Tasks and exercises ::
1. Reproduce everything from "Not sure if" down to "looks very good." in the port wine thread, swapping "Malbec" for "Syrah".
2. Carry on the forum thread about making port from the point where it stops.

# Ports



## Julie

There was a few of you who asked what happened to the Port Forum, unfortunately there wasn't enough activity to justify a forum dedicated to just Port. So I am making this a sticky so anyone who would like to post about ports can do so here and it will always be at the top of the General Wine Making Forum for easy access.


----------



## marino

There was a lot of excellent info buried in the port boards. Are those posts still around? Where's the barrels forum?


----------



## Johnd

marino said:


> Where's the barrels forum?



It's still there, called "Barrels and Oaking"


----------



## ColemanM

Not sure if anyone remembers my Old vine Zin port I made back a few years ago, but here's an update....
Nose: fig, raisins slight blackberry. 
Taste: raisins, brown sugar, supple tannins light Hungarian oak. Baking spices. After breathing for 24 hours, there is really no heat from the abv. I added a bottle of my petite sirah, a bottle of my Malbec and a bottle of my cab merlot to top the barrel before bottling. The ps really added to the color. I would gladly pay $30 for this tawny style port. It was aged in my Vadai barrel for 18 months. Classy port. 90 points.


----------



## Boatboy24

I still miss the port forum. 

That OVZ Port looks very good.


----------



## Tnuscan

Guess what I've started craving.


----------



## ColemanM

I'm thinking I've got to skirt the no alcohol shipping rules.


----------



## geek

That looks pretty ColemanM


----------



## vacuumpumpman

Looking forward to bottling some port in the next couple of weeks !

Stored data
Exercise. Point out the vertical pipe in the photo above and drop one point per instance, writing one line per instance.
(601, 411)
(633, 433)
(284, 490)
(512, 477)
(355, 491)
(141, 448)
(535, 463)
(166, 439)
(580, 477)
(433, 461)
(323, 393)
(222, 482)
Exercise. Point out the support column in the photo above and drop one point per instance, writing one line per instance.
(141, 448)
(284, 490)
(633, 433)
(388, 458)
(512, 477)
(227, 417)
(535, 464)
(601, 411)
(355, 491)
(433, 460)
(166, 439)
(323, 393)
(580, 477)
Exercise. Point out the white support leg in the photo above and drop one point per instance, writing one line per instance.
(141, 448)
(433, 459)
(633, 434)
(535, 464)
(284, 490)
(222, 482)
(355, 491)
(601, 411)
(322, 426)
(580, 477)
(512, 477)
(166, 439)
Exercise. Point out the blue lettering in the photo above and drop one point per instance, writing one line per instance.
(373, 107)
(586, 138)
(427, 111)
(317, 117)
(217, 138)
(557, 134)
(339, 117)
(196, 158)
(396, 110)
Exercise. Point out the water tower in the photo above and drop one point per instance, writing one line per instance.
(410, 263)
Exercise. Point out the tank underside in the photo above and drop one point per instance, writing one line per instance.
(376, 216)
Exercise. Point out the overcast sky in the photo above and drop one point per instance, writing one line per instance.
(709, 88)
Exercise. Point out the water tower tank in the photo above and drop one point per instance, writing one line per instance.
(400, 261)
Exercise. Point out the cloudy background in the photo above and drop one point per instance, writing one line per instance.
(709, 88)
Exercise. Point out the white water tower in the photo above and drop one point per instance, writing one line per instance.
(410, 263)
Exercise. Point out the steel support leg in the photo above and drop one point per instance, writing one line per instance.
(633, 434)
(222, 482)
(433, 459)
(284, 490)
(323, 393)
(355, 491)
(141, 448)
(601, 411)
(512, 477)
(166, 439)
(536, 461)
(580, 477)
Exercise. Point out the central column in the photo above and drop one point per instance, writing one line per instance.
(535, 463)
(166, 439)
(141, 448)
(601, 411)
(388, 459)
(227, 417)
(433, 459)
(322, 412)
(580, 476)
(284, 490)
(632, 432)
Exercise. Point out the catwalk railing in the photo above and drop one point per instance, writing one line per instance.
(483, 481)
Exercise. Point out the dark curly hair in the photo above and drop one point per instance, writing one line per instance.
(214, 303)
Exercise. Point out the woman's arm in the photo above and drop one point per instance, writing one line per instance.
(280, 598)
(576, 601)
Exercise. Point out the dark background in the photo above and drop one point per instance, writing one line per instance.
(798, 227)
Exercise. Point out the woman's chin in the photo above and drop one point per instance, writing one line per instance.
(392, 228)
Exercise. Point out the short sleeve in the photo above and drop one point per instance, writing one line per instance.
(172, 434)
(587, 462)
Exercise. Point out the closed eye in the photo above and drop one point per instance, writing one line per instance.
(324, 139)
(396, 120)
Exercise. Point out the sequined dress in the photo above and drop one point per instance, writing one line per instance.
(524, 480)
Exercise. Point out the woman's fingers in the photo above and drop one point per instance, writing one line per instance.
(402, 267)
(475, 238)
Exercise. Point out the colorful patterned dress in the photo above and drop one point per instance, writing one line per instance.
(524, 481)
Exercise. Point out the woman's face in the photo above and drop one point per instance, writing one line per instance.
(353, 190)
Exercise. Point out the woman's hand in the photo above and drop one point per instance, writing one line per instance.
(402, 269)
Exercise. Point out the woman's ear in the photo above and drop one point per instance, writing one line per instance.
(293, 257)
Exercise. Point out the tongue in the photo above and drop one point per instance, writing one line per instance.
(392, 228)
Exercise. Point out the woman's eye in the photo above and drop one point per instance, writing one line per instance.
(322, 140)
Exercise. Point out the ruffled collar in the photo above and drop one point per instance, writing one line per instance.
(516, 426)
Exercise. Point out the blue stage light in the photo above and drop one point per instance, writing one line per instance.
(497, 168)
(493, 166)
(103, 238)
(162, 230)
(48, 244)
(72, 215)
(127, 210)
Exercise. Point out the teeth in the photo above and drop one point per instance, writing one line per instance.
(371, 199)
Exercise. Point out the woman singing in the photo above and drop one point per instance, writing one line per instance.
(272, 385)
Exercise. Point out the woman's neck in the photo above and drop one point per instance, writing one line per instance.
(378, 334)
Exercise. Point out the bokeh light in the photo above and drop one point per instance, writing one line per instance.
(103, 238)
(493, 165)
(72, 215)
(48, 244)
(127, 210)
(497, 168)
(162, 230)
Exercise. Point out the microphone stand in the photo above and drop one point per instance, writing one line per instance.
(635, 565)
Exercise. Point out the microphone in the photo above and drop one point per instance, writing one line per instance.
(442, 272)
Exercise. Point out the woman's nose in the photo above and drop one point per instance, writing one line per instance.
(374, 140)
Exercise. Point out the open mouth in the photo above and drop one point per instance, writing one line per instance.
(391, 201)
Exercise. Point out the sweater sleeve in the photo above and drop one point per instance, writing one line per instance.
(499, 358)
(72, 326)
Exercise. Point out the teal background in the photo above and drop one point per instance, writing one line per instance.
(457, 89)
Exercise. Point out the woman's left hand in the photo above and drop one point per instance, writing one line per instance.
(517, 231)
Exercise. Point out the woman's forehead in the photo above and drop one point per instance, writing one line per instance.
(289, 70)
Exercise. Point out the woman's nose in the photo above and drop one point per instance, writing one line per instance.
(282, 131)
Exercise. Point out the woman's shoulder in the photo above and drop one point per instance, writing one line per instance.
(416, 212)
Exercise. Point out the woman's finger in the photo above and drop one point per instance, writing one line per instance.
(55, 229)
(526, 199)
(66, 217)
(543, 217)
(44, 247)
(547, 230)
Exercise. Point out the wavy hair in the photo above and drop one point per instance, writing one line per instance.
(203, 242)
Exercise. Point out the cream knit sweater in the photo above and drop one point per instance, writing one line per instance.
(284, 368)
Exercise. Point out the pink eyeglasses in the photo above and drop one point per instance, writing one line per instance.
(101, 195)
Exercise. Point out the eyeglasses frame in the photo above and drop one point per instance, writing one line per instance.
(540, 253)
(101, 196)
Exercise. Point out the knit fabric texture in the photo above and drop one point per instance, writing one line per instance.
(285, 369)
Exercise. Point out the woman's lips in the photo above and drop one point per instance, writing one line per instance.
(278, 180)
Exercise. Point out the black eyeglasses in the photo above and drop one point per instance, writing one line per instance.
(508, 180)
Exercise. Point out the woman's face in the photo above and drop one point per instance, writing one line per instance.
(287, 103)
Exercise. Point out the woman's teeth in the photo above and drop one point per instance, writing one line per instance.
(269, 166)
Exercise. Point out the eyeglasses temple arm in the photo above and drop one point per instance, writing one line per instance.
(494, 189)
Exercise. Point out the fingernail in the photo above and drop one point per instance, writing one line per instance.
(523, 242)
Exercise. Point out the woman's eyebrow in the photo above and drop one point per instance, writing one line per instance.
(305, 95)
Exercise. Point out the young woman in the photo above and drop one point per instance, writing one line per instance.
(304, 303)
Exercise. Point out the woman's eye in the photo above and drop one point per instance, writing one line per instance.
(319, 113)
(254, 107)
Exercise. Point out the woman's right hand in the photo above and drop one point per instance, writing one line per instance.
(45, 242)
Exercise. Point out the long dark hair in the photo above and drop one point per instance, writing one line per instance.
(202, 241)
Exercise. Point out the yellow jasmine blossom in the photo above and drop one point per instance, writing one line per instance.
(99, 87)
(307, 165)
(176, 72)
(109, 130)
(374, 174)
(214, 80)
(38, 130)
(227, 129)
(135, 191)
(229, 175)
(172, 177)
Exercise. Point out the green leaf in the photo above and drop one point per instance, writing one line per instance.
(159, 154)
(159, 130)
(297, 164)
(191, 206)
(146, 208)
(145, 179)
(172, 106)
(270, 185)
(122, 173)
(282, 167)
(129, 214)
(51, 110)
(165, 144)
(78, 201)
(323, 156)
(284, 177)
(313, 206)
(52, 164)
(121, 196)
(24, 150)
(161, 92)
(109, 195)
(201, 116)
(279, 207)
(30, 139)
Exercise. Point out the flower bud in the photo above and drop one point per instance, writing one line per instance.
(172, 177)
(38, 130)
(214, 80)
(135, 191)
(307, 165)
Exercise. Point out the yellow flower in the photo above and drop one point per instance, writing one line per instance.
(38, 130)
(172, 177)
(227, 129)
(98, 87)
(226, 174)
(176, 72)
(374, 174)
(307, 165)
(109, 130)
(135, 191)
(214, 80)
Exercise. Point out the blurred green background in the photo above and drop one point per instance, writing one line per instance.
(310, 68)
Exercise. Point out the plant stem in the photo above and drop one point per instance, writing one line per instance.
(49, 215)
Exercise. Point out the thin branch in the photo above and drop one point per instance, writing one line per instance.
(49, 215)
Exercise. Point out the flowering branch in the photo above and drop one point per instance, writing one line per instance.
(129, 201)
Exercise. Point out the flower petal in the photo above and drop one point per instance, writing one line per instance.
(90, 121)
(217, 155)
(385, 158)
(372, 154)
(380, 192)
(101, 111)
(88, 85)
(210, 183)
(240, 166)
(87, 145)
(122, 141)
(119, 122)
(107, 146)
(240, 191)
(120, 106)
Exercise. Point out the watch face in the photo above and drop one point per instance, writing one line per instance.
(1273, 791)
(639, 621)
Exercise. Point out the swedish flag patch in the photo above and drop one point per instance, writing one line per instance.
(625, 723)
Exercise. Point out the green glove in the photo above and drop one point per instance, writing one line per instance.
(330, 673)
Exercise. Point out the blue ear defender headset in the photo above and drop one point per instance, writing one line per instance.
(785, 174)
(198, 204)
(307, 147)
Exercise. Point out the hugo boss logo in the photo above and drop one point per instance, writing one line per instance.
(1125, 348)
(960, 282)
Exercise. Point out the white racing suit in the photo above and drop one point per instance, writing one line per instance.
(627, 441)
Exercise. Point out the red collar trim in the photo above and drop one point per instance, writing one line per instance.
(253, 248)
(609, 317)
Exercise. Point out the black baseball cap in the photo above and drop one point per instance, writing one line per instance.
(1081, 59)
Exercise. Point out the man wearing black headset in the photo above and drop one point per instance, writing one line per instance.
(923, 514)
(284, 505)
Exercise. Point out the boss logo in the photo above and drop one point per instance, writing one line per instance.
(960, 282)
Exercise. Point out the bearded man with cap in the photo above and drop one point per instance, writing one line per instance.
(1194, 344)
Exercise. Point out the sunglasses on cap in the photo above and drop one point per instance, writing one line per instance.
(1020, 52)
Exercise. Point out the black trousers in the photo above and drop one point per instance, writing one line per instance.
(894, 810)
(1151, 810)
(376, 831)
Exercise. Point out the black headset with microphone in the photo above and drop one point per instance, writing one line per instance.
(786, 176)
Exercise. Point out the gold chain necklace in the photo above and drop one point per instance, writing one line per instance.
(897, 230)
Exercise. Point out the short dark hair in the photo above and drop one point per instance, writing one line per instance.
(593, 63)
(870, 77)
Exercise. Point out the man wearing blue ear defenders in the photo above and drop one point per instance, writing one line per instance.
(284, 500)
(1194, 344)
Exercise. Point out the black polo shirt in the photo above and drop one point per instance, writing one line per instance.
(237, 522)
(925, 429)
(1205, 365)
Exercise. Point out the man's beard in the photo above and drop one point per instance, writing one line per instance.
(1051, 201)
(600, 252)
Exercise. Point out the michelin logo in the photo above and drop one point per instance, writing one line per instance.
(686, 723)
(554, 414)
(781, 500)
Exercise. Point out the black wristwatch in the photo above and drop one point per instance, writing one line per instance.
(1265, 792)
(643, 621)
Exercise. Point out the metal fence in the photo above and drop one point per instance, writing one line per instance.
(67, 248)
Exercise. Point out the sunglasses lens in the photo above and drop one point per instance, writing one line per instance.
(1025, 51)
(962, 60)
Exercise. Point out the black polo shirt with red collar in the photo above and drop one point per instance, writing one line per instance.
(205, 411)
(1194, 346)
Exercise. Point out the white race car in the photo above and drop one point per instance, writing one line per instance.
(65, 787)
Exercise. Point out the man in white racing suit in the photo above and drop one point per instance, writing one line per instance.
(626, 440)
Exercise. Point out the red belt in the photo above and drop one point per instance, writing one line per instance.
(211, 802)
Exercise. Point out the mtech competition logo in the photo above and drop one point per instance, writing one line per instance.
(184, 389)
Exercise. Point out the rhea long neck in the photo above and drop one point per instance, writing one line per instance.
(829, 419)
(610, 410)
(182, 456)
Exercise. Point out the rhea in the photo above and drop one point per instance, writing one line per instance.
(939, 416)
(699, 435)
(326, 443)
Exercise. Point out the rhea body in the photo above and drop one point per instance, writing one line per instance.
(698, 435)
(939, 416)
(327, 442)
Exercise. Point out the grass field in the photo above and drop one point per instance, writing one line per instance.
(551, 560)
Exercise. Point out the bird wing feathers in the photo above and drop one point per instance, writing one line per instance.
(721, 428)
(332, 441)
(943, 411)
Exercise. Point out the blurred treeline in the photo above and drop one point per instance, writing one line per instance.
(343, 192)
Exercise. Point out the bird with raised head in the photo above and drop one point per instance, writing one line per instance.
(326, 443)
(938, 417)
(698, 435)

Answers by task ::
1.
Not sure if anyone remembers my Old vine Zin port I made back a few years ago, but here's an update....
Nose: fig, raisins slight blackberry. 
Taste: raisins, brown sugar, supple tannins light Hungarian oak. Baking spices. After breathing for 24 hours, there is really no heat from the abv. I added a bottle of my petite sirah, a bottle of my Syrah and a bottle of my cab merlot to top the barrel before bottling. The ps really added to the color. I would gladly pay $30 for this tawny style port. It was aged in my Vadai barrel for 18 months. Classy port. 90 points.


----------



## Boatboy24

I still miss the port forum. 

That OVZ Port looks very good.

2.
----------



## FTC Wines

We just bottled a Tempranillo Port which is very promising. Our first Port, figured we would start with a Spansh wine. Got it to 18.5% abv, with chapilization & Brandy. Hope to put some away for years. Roy


----------



## dcbrown73

I'm looking to make half my 6 gallon batch of cherry wine into a cherry chocolate port.


----------



## FTC Wines

David, I took 2 bottles of our Choclate Cherry Port ( Kit) and blended it with 4 bottles of the Temparnillo Port and it made an awesome Port. The desert Port is great sipping, the 1 to 2 bottle ratio Port is Great drinking. Roy


----------



## dralarms

I'm getting ready to bottle my second go around of mixed berry port.


----------



## ColemanM

I have a new batch of OVZ port in the barrel now, and a bucket of frozen Tempranillo must on the way. Gonna try a blend this time. Not let it get tawny on me.


----------



## marino

Coleman, how's the Tempranillo port? I made 6 gallons last year and I think it might need some acid. Feels allotted flat. Haven't tested yet, but I'm not sure how that will work because it already is fortified


----------



## Deezil

Banana Bochet Port

It's a complex process, but it's worth it.
If you like Port, if you like Honey.... Give it a try.

Not much banana in the end, but what is there, will blow your mind.


----------



## Elizajean

FTC Wines said:


> We just bottled a Tempranillo Port which is very promising. Our first Port, figured we would start with a Spansh wine. Got it to 18.5% abv, with chapilization & Brandy. Hope to put some away for years. Roy


So, I have a Tempranillo close to bottling. I am wondering if I could take a gallon, or so, and turn it into port at this stage. I like dry or slightly off dry ports. Thoughts, suggestions? Thanks!


----------



## JohnT

You could by adding a fortifier to the desired ABV (use the pearson's square to figure this out) and then adding sugar to come to the right %


----------



## Stressbaby

I'm just starting a 6 gallon batch of elderberry at 5#/gallon. I have PLENTY of elderberry wine already and was thinking of splitting off a gallon for port. So I have some questions.
1. Will 5#/gallon give enough fruit flavor for port?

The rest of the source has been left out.